-- Entries taken from a collection --
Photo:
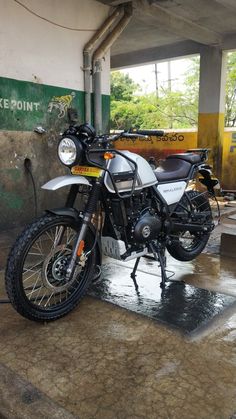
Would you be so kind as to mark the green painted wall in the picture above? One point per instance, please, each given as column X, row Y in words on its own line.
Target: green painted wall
column 25, row 105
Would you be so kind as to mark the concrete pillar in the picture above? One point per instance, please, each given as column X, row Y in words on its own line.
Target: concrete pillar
column 212, row 103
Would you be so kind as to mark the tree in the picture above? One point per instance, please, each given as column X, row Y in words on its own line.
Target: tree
column 122, row 87
column 176, row 109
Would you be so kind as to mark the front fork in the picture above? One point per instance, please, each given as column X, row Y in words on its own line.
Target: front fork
column 89, row 211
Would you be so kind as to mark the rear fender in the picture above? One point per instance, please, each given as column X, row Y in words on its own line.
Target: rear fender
column 208, row 179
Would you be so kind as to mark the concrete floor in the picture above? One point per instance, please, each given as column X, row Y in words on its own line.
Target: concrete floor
column 102, row 361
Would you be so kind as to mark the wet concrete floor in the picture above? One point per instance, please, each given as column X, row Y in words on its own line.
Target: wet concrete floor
column 179, row 305
column 103, row 361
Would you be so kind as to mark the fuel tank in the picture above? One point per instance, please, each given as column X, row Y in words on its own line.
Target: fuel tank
column 123, row 173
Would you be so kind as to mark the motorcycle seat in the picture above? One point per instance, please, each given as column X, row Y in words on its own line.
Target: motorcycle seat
column 192, row 158
column 172, row 169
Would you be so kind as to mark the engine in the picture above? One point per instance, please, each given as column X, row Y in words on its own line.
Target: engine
column 135, row 218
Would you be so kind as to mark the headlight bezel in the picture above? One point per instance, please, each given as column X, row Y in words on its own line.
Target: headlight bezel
column 78, row 150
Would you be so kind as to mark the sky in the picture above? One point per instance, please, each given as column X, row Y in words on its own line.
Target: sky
column 145, row 75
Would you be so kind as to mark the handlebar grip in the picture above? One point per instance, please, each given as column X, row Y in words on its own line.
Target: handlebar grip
column 154, row 132
column 133, row 135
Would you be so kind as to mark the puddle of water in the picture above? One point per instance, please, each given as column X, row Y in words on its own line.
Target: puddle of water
column 184, row 306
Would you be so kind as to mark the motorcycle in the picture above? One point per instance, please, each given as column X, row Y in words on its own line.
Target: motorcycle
column 117, row 205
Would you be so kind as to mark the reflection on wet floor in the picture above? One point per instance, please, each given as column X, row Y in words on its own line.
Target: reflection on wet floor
column 210, row 287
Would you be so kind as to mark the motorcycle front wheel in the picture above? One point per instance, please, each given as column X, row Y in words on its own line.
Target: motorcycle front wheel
column 35, row 279
column 187, row 246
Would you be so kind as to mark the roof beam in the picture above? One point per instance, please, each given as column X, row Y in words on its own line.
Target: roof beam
column 175, row 24
column 151, row 55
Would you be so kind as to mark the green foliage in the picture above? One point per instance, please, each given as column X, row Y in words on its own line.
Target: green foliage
column 122, row 87
column 171, row 109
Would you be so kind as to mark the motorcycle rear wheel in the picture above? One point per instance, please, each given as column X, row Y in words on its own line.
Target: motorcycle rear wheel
column 187, row 246
column 35, row 275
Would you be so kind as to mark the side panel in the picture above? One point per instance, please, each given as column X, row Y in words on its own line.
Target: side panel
column 172, row 192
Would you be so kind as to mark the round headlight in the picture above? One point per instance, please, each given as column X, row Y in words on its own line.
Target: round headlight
column 67, row 151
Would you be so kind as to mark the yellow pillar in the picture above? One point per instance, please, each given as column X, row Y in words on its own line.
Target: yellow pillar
column 212, row 103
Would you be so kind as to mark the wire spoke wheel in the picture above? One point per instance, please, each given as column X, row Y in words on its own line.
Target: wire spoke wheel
column 36, row 279
column 187, row 245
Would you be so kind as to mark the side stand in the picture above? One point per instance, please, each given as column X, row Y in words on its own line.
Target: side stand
column 159, row 255
column 133, row 273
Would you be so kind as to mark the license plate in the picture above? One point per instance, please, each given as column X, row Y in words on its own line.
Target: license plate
column 86, row 171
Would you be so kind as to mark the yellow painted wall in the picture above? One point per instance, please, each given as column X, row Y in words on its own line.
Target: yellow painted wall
column 180, row 141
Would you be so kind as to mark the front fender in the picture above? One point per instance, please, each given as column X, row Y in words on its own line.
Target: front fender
column 61, row 181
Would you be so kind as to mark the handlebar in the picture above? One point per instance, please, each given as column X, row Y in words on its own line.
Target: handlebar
column 142, row 134
column 147, row 132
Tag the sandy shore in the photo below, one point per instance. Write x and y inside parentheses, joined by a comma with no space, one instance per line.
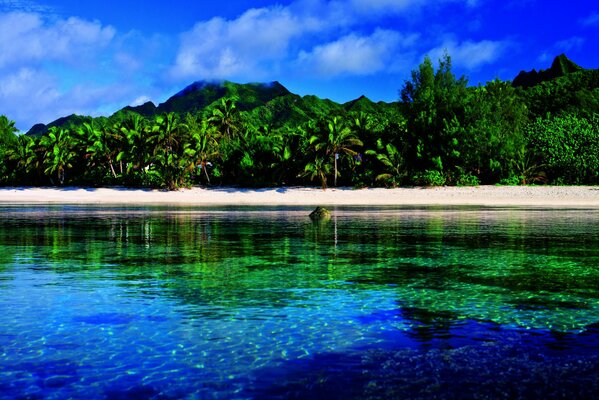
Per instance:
(539,196)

-- Task directions --
The response should repeat each record precisely and contain no pictures.

-- Written response --
Photo:
Would you be so kind as to mark the green painted wall in the picture above? One point per instance, please, each given as column X, row Y in words on its own line.
Target: green painted wall
column 25, row 105
Would you be so kind as to mark the concrete pillar in the picture above? One point per instance, please, each given as column X, row Y in words on its own line.
Target: concrete pillar
column 212, row 103
Would you be so kind as to mark the tree in the picture above? One point per instance, please, each given as column X, row Y in words on its own line.
Target: tree
column 122, row 87
column 176, row 109
Would you be so kind as to mark the front fork in the picture above? One point per instance, please, each given as column X, row Y in words on its own line.
Target: front fork
column 89, row 211
Would you be so kind as to mark the rear fender in the picture above? One point per instance, please, each given as column X, row Y in words on its own line.
Target: rear fender
column 208, row 179
Would you be so kind as to mark the concrete floor in the picture above? One point per instance, please, each given as column X, row Y in words on its own line.
Target: concrete floor
column 102, row 361
Would you be so kind as to mark the wet concrete floor in the picture above? One point per instance, please, each given as column X, row Y in words on its own line.
Target: wet concrete floor
column 179, row 305
column 103, row 361
Would you be so kind as to mark the fuel tank in the picture above? One point per instance, please, each given as column X, row Y in words on its own line.
Target: fuel tank
column 123, row 173
Would you be so kind as to mark the motorcycle seat in the picture above? One point per instance, please, each given as column X, row Y in words on its own line.
Target: motorcycle seat
column 192, row 158
column 172, row 169
Would you be so kind as to mark the engine in the picture above? One point per instance, please, each given as column X, row Y in words on its own line.
Target: engine
column 135, row 218
Would you be so kind as to mark the headlight bezel in the picture above? One point per instance, please, each given as column X, row Y in words on its own line.
Target: headlight bezel
column 78, row 150
Would you be so kind as to mark the sky in the picture above? One point per instance, please, each given as column X, row Y in words on its own line.
Target: sky
column 145, row 75
Would you be so kind as to mark the handlebar grip in the picture above? One point per instance, please, each given as column X, row Y in words on its own line.
Target: handlebar grip
column 154, row 132
column 133, row 135
Would you be so kind as to mark the puddle of water in the picture above? One point per instance, please, each given as column X, row Y in words on its own line.
Target: puddle of water
column 184, row 306
Would you be so kind as to mark the motorcycle in the picture above? One point per instance, please, each given as column X, row Y in words on its own line.
Target: motorcycle
column 117, row 205
Would you be so kind as to mark the reflection on wet floor in the picture above? One point per instance, please, each given as column X, row Y in words on its own line.
Target: reflection on wet floor
column 210, row 287
Would you be so kind as to mark the motorcycle front wheel in the picture above? One point per instance, please, each given as column X, row Y in words on its own line.
Target: motorcycle front wheel
column 35, row 279
column 187, row 246
Would you be so kind as to mark the roof beam in the picture above? One point per instance, please, each given as column X, row Y in words on its own line.
Target: roof beam
column 175, row 24
column 151, row 55
Would you be so kind as to mark the green foliage in the picture above? One point per instance, please, each given as column X, row Y in words on its own line.
Target: green foliage
column 122, row 87
column 171, row 109
Would you be so kind as to mark the motorcycle rear wheel in the picture above? One point per instance, please, each given as column X, row Y in words on its own line.
Target: motorcycle rear wheel
column 187, row 246
column 35, row 275
Would you be so kind as to mark the side panel in the picture above? One point per instance, please, each given as column X, row Y in words on its own line.
Target: side panel
column 172, row 192
Would you be so kind as to mark the round headlight in the picture above? One point per instance, please, each given as column X, row Y in words on its own line.
Target: round headlight
column 67, row 151
Would you be so kind as to mark the yellow pillar in the picture above? One point per instance, please, each given as column X, row Y in words on its own line.
Target: yellow pillar
column 212, row 103
Would you be so kind as to mark the wire spoke wheel in the picture above? One point per instance, please, each given as column X, row Y in words on its own line.
Target: wire spoke wheel
column 36, row 279
column 187, row 245
Would you be so kind as to mark the side stand in the picture above? One point per instance, please, each given as column X, row Y in words on its own line.
Target: side stand
column 159, row 255
column 133, row 273
Would you be so kind as to mark the license plate in the picture above? One point per instance, please, each given as column X, row Y in words on its own line.
Target: license plate
column 86, row 171
Would you be so kind as to mark the yellow painted wall in the picture above? One point per instance, please, each given as column X, row Y in words on its own line.
Target: yellow painted wall
column 180, row 141
Would you be so kind as to mark the front fender in the picture above? One point per instance, please, each given as column X, row Y in words on its own line.
Target: front fender
column 61, row 181
Would you be so kind as to mark the handlebar in the picture above? One point per instance, please, each given as column X, row Y in words on its own line.
Target: handlebar
column 142, row 134
column 147, row 132
Tag the sandy shore in the photo below, one point per instance. Write x and y inside parentheses, joined by a comma with no space, one instance per line.
Per instance:
(539,196)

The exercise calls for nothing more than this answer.